═══ AVAILABLE RECORDS
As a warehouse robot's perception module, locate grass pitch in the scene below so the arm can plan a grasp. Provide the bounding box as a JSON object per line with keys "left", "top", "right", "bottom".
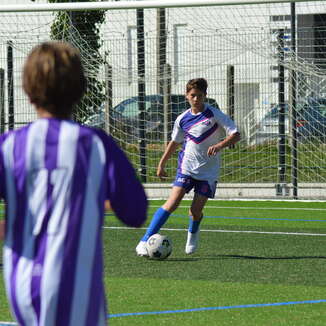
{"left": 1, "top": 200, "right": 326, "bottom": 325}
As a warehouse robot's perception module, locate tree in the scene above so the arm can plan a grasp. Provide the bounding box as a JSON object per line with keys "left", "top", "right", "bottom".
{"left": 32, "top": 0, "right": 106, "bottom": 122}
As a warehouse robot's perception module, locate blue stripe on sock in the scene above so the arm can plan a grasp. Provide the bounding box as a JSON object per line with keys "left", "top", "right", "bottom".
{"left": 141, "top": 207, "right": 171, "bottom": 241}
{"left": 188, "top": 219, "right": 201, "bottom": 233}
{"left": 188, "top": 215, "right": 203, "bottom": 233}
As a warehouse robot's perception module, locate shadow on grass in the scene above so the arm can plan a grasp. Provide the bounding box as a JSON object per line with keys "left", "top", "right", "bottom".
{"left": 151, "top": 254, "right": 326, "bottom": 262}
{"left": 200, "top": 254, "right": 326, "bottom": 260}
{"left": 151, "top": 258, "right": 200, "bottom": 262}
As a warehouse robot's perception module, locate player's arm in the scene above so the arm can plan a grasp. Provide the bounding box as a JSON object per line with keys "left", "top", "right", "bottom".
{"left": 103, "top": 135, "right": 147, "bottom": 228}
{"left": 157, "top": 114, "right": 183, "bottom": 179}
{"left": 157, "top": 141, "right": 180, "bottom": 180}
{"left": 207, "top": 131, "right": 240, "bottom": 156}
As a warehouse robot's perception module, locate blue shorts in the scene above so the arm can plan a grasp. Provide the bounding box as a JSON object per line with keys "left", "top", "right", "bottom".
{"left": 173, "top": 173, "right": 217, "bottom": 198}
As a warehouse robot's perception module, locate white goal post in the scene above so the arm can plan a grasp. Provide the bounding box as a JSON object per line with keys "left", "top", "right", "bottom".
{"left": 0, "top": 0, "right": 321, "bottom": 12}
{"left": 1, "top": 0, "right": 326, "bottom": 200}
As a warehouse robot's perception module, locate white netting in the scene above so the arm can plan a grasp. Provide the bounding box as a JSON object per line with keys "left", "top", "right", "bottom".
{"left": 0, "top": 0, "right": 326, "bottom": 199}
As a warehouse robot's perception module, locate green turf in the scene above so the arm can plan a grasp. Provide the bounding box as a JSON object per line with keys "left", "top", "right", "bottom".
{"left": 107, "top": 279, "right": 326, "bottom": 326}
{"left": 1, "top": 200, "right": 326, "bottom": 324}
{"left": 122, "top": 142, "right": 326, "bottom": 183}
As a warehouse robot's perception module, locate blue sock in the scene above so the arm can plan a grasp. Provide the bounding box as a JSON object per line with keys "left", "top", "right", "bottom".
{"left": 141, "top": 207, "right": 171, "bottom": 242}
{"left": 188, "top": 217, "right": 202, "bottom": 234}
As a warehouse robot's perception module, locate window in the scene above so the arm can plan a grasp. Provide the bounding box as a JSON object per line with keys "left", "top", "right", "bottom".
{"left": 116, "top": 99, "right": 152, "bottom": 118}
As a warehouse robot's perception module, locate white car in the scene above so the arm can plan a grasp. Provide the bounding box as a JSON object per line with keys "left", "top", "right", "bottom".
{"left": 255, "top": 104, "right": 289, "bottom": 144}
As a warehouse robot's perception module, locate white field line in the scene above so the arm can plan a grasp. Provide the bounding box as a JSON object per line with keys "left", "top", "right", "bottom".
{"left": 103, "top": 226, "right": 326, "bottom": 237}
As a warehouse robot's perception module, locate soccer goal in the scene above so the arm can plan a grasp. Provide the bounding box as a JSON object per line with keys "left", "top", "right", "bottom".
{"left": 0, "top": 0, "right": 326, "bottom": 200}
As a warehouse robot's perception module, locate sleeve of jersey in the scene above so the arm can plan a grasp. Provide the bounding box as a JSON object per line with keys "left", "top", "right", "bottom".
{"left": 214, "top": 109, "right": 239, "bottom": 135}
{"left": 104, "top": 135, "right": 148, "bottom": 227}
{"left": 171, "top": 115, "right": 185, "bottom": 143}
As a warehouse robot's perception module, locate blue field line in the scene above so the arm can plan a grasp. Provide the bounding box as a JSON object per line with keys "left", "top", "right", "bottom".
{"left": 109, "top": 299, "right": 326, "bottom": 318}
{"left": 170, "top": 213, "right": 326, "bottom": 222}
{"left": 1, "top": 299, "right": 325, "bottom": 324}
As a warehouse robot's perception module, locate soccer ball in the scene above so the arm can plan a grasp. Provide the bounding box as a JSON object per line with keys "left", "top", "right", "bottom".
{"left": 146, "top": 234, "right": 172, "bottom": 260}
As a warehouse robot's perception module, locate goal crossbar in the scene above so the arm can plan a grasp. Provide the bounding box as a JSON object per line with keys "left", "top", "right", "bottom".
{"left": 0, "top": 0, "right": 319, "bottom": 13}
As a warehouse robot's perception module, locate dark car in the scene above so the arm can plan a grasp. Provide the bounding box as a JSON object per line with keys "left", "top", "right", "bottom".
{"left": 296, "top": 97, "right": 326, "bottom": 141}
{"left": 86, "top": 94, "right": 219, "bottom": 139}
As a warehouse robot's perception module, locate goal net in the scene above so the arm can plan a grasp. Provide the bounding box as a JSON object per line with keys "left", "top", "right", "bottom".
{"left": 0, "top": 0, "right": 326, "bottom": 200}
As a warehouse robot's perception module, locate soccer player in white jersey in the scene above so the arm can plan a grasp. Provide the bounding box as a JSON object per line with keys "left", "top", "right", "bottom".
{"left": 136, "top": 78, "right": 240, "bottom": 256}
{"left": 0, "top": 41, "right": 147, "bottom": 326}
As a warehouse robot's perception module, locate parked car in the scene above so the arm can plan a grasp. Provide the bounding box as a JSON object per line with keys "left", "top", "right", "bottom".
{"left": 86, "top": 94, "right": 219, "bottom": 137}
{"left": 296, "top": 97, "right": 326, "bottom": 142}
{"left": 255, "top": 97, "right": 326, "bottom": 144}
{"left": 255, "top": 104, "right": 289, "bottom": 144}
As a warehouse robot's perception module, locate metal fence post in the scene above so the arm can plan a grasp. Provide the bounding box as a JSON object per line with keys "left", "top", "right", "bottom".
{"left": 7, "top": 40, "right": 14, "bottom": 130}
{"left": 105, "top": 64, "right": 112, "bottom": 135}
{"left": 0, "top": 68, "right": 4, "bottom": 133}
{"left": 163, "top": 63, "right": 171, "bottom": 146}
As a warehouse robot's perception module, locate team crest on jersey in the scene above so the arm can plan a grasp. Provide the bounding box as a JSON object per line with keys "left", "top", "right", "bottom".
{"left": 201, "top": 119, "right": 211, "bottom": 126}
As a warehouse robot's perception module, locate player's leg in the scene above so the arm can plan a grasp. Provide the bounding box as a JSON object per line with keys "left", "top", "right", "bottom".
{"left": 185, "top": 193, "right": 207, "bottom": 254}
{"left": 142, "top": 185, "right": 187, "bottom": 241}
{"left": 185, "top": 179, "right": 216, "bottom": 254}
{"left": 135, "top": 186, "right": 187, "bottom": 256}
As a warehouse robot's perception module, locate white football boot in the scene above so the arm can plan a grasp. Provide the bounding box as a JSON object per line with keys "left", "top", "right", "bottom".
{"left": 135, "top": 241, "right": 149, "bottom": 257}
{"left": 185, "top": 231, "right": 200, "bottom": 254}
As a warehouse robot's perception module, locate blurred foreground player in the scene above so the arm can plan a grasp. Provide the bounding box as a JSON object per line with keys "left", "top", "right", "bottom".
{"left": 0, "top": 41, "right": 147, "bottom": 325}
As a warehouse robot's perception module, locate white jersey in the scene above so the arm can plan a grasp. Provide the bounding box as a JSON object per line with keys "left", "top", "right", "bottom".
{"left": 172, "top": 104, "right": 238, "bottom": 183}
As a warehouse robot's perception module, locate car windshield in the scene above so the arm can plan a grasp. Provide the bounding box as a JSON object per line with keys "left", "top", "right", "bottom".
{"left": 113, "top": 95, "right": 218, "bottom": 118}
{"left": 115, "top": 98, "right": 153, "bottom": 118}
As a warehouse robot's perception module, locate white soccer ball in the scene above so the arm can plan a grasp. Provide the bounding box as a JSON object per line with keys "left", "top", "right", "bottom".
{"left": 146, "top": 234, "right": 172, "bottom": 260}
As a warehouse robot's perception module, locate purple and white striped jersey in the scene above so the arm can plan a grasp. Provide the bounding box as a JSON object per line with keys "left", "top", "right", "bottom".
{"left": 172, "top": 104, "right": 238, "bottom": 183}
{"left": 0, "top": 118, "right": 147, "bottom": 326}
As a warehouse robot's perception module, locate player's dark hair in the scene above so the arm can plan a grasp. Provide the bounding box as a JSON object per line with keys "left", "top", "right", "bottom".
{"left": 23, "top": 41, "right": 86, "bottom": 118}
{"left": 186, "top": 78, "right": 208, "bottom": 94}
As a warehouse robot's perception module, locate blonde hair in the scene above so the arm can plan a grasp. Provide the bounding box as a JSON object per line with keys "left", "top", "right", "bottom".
══════
▶ [WHAT YOU HAVE TO DO]: Lines before the one containing "As a warehouse robot's perception module, locate car" are left out. Repeat that line and all lines after it in the records above exactly.

▶ [WRITTEN SOLUTION]:
As a warehouse robot's perception module, locate car windshield in the scene above so the arm can plan a grasp. Provide the bounding box as a JSON object per line with keys "left", "top", "right", "bottom".
{"left": 113, "top": 95, "right": 218, "bottom": 118}
{"left": 115, "top": 98, "right": 153, "bottom": 118}
As a warehouse robot's perception module, locate white soccer ball in the scene above so the arm can plan a grasp. Provide the bounding box as a JSON object per line with keys "left", "top", "right", "bottom".
{"left": 146, "top": 234, "right": 172, "bottom": 260}
As a warehouse robot's perception module, locate purple and white striped jersey in the scene above so the arm can plan a grasp. Provide the bounding box as a JSON object per line with keys "left", "top", "right", "bottom".
{"left": 172, "top": 104, "right": 238, "bottom": 183}
{"left": 0, "top": 118, "right": 147, "bottom": 326}
As a warehouse robot's perception module, locate player's dark hair in the scene above so the arm can plan a grasp. Provide the bounding box as a JSON object per line with keys "left", "top", "right", "bottom".
{"left": 23, "top": 41, "right": 86, "bottom": 118}
{"left": 186, "top": 78, "right": 208, "bottom": 94}
As a warehouse robot's perception module, locate blonde hair in the scene above so the arm can plan a grasp. Provide the bounding box as a JSON object per line with keys "left", "top", "right", "bottom".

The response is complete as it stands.